CARSON CITY, Nev. (AP) — Squaring up with the Internal Revenue Service is never pleasant, but a Nevada board Tuesday jumped at the chance to repay $1.7 million in Medicare payroll taxes that haven't been paid in more than two decades for judges and some other employees.
In return for voluntarily reporting the 27-year oversight, the IRS agreed to waive costly penalties and interest.
"This is a wonderful deal for the state and employees," said Gov. Brian Sandoval, chairman of the Board of Examiners, which also includes Attorney General Catherine Cortez Masto and Secretary of State Ross Miller.
The federal government began requiring state and local governments to pay into Medicare in 1986. But judges and members of boards and commissions apparently fell through the cracks, with neither the employee nor state share paid for 27 years.
The problem was discovered after an audit this year. Under IRS regulations, the federal government can only demand back payments for three years.
Most of the money to settle the problem is coming from various accounts under the board's control. The Legislature's Interim Finance Committee will be asked approve taking $92,000 from a contingency fund to pay the rest.
Medicare payroll taxes are split between employees and employers. The state agreed to front the money that should have been withheld from wages, but the roughly 500 affected employees will have to reimburse the state nearly $848,000.
Officials said board and commission members who receive very little pay may owe less than $10.
Employees who owe between $10 and $1,000 will be given one year to settle the debt. Others who owe more than $2,500 will have three years.
Those employees have been notified and provided monthly repayment amounts that will be deducted from their paychecks.
Employees that have already retired or left state service will be asked to forward their contributions to the state or face possible collection action, officials said.

> [INFORMATION PROVIDED]

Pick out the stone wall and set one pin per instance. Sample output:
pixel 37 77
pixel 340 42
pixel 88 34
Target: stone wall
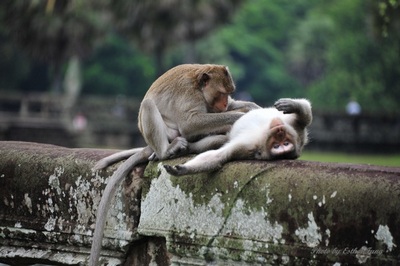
pixel 248 213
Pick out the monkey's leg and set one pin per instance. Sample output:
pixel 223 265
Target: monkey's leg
pixel 114 158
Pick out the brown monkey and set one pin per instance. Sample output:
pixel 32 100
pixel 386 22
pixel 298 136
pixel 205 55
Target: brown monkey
pixel 263 134
pixel 186 110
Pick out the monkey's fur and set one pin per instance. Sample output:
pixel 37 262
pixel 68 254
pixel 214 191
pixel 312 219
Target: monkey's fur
pixel 262 134
pixel 186 110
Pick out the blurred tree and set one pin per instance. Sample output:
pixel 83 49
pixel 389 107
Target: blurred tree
pixel 117 68
pixel 55 30
pixel 255 43
pixel 158 25
pixel 359 64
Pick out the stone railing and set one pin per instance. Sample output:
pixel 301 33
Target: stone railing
pixel 280 213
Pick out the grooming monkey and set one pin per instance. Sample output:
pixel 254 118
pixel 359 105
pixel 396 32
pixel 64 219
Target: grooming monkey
pixel 186 110
pixel 263 134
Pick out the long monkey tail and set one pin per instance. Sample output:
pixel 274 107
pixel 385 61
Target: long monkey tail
pixel 116 157
pixel 108 193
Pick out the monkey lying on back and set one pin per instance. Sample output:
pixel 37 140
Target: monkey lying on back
pixel 262 134
pixel 186 110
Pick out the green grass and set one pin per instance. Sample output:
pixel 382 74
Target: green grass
pixel 378 159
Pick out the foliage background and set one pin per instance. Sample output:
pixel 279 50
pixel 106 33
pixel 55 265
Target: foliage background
pixel 327 51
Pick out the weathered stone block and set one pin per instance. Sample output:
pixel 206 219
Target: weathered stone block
pixel 49 198
pixel 286 212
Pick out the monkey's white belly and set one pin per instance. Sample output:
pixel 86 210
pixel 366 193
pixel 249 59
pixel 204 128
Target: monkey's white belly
pixel 254 122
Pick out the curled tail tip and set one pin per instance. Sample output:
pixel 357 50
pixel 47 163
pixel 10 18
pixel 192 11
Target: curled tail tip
pixel 175 170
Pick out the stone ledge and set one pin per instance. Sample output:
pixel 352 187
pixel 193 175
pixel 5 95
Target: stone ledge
pixel 49 201
pixel 286 212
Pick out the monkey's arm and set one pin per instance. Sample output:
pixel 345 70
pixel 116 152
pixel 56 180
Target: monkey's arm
pixel 116 157
pixel 241 106
pixel 301 107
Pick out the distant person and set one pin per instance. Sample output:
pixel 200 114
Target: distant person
pixel 353 108
pixel 80 122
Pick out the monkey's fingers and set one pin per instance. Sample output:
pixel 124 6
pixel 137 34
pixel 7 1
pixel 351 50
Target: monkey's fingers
pixel 153 157
pixel 100 165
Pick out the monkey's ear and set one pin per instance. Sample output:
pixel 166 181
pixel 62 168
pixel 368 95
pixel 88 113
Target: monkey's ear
pixel 204 78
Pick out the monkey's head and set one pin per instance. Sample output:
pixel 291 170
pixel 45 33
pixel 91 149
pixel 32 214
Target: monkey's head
pixel 282 141
pixel 216 85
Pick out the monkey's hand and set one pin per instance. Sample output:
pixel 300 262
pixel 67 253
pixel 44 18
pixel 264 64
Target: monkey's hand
pixel 176 170
pixel 286 105
pixel 178 147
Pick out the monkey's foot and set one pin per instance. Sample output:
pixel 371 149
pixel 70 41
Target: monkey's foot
pixel 176 170
pixel 285 105
pixel 100 165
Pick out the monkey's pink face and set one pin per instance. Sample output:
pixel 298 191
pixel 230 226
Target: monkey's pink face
pixel 280 141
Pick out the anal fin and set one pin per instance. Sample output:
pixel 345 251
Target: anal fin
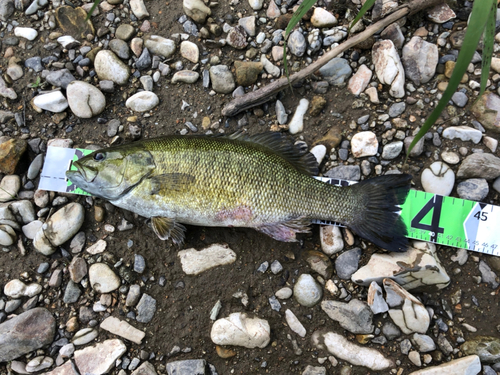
pixel 166 228
pixel 286 231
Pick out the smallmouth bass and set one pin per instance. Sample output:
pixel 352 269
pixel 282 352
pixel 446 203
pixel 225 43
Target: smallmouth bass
pixel 262 182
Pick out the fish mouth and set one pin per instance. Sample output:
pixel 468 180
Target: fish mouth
pixel 86 173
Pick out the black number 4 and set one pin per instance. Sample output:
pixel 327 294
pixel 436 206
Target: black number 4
pixel 434 204
pixel 483 216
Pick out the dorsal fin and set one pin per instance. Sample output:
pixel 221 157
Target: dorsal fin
pixel 300 158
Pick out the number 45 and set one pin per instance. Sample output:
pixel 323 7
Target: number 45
pixel 483 216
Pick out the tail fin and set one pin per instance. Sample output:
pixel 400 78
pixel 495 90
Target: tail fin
pixel 378 219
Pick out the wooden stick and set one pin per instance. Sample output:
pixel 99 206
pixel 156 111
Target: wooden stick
pixel 266 93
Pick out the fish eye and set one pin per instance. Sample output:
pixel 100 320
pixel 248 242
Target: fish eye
pixel 99 156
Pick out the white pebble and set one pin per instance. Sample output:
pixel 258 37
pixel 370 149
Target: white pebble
pixel 297 123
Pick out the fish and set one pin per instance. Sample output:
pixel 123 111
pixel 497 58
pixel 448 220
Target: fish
pixel 260 181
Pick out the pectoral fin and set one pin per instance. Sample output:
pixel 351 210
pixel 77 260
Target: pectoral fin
pixel 286 231
pixel 171 182
pixel 166 228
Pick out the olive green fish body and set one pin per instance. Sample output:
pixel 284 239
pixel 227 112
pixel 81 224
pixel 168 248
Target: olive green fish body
pixel 261 182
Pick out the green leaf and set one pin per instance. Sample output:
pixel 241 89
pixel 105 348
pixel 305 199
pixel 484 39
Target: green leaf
pixel 480 14
pixel 367 5
pixel 489 40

> [INSTRUCTIONS TO FOLLOW]
In the article about Nevada's unpaid Medicare payroll taxes, what did the IRS agree to waive in return for the state voluntarily reporting the oversight?

> [ANSWER SPACE]
Costly penalties and interest.